AIM: Please retype the rows from the line containing "Reviewer note: confirm that every instance of the boy's" through the end of the rows, with no changes.

(Items listed in a dataset)
>> START
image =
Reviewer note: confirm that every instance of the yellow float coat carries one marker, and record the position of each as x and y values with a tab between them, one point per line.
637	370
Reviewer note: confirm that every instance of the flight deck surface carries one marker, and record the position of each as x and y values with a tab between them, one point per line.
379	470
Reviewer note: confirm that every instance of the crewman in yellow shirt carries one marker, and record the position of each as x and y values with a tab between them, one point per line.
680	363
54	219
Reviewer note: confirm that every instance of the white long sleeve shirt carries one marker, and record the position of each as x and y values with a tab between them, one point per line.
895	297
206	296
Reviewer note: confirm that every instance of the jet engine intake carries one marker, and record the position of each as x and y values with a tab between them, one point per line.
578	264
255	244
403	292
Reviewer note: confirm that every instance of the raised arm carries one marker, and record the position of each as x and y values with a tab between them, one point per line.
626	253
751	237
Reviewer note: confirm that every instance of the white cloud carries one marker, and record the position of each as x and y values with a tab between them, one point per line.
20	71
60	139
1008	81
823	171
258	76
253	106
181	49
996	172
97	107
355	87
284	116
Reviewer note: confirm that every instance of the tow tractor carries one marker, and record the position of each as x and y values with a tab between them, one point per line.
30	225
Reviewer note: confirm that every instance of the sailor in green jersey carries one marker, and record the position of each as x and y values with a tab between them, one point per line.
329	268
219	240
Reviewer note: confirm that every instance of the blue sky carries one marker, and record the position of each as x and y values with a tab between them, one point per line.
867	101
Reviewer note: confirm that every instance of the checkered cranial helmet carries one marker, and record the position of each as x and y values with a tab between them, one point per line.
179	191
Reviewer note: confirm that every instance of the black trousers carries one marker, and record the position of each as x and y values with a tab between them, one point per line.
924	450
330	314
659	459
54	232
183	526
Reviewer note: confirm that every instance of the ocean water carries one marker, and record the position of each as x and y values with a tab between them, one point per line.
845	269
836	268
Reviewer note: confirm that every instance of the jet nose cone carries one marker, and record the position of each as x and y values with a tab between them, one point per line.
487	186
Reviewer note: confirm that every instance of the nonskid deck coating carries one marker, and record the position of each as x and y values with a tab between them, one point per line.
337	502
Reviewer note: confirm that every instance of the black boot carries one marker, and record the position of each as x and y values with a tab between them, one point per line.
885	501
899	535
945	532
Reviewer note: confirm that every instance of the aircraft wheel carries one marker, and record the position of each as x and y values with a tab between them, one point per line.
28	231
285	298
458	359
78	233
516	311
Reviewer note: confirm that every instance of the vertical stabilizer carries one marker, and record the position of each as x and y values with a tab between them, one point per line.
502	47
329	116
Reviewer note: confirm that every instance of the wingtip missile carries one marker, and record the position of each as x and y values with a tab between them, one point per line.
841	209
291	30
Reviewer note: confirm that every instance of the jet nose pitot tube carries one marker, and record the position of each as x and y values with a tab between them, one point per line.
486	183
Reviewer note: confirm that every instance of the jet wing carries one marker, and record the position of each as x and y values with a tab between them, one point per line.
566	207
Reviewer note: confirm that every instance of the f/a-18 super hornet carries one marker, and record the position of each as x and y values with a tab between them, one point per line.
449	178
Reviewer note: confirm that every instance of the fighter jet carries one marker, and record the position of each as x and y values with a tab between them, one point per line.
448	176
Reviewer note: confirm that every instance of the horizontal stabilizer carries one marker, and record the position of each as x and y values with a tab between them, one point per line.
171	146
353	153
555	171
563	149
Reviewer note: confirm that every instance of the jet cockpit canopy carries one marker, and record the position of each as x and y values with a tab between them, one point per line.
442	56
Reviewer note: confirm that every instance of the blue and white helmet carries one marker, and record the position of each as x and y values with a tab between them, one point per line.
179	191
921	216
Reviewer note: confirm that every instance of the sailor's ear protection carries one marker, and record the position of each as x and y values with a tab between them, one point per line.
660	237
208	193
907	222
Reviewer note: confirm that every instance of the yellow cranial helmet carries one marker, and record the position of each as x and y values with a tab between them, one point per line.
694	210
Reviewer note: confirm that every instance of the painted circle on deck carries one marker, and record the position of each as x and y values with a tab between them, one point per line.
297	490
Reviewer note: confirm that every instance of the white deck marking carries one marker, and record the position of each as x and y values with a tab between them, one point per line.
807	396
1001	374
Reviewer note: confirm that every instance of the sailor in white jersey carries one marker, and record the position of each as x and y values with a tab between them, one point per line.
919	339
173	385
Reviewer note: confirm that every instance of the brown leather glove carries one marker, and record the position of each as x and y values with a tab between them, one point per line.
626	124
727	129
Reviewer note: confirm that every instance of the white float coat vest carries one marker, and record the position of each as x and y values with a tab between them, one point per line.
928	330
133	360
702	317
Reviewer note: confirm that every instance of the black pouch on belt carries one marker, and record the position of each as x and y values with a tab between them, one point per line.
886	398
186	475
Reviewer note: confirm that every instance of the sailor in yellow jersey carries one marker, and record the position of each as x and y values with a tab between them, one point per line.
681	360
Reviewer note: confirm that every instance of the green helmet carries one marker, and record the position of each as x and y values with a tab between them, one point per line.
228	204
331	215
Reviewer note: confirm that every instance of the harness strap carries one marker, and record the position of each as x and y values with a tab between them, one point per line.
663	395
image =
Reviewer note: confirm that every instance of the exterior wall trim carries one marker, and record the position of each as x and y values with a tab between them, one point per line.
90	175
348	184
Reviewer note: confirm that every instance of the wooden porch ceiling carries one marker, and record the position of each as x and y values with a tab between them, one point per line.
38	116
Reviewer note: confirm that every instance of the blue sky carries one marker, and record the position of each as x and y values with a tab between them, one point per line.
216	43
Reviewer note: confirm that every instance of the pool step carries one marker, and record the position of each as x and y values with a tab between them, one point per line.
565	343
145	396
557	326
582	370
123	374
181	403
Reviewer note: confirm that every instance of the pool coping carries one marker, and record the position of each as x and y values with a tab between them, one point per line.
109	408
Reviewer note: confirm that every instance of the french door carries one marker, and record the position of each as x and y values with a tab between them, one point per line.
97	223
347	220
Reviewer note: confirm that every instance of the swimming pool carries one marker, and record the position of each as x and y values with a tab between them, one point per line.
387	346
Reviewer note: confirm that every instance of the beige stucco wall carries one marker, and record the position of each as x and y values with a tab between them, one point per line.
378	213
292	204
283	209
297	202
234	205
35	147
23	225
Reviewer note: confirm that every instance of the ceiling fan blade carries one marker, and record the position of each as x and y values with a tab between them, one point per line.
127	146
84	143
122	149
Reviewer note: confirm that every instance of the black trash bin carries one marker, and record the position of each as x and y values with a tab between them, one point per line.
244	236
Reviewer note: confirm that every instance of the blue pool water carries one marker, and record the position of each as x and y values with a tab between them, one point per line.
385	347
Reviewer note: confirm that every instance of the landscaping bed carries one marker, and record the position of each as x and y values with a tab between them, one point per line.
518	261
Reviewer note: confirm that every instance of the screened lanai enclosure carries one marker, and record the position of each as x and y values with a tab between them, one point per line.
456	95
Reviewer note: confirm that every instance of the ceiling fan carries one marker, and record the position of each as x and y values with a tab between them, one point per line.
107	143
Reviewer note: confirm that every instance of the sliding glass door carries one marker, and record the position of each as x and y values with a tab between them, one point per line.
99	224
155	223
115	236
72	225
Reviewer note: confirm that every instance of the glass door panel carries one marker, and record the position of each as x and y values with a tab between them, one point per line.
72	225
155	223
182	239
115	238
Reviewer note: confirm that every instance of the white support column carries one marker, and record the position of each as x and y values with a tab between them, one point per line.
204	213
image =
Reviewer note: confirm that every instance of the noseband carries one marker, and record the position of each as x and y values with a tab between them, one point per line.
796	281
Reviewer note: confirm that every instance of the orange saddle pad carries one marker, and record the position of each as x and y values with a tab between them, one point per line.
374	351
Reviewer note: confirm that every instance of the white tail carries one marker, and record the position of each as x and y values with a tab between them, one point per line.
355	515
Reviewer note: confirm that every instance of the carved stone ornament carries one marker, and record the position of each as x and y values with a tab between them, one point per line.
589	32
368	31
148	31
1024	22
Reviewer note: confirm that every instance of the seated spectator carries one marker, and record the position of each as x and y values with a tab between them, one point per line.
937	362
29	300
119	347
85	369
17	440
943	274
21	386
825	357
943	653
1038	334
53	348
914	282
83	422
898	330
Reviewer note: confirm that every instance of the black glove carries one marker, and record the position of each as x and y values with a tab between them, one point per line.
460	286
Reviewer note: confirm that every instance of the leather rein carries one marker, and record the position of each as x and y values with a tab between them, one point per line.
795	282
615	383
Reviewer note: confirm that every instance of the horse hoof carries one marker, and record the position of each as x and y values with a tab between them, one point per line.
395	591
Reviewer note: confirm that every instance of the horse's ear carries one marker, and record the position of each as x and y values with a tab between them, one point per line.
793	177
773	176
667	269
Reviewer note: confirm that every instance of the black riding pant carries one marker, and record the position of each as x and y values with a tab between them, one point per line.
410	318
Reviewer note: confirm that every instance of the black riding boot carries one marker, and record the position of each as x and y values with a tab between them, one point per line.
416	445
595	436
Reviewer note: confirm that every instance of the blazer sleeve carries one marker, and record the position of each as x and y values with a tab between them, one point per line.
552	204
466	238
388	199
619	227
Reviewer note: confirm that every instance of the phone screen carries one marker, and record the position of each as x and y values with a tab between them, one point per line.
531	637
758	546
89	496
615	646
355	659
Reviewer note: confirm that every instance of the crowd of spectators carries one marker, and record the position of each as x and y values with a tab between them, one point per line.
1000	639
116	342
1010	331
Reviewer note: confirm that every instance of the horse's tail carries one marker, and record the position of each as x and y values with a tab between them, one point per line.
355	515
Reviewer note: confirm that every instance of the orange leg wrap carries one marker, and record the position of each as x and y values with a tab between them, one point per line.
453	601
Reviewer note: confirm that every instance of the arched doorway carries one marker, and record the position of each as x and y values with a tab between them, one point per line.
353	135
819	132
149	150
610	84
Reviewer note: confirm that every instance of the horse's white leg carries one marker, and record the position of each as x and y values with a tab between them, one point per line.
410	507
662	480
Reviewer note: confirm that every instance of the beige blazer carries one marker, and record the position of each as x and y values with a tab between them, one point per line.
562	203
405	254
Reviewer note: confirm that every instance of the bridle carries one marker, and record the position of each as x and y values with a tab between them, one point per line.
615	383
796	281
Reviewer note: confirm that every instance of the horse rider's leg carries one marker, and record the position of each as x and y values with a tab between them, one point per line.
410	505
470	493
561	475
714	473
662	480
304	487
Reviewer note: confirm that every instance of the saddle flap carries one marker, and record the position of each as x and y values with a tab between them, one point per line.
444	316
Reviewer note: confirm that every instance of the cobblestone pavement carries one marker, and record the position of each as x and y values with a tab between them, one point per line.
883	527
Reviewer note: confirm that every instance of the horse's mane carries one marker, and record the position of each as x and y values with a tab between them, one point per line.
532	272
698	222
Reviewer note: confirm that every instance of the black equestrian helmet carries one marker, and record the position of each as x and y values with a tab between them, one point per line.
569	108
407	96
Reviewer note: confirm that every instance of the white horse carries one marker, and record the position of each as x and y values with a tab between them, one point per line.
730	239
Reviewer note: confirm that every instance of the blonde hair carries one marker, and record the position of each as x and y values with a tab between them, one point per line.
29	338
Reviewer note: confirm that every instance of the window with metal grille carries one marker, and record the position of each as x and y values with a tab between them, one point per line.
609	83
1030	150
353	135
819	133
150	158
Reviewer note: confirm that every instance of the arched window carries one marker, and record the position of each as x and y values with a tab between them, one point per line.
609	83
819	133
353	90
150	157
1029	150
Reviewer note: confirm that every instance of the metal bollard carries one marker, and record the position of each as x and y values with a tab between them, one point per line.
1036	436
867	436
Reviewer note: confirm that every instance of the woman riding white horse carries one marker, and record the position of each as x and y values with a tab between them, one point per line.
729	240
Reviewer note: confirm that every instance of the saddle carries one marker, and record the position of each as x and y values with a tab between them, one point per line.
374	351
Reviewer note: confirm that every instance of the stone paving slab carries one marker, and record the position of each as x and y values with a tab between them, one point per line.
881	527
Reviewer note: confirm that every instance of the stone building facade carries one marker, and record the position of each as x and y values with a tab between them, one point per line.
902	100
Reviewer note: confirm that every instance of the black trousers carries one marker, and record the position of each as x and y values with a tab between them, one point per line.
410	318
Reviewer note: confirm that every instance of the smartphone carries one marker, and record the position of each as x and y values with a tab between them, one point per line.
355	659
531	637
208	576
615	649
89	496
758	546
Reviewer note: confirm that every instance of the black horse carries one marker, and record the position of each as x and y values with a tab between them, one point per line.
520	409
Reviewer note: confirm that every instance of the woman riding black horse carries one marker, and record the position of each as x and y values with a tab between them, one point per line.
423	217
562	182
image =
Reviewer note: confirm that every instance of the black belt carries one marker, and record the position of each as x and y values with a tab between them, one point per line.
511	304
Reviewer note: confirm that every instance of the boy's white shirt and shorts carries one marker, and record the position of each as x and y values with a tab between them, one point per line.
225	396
>> END
SOLUTION TO THE PROBLEM:
Reviewer note: confirm that every instance of the boy's white shirt and shorts carries one marker, and record the position of each as x and y values with a tab between them, one point per line.
225	396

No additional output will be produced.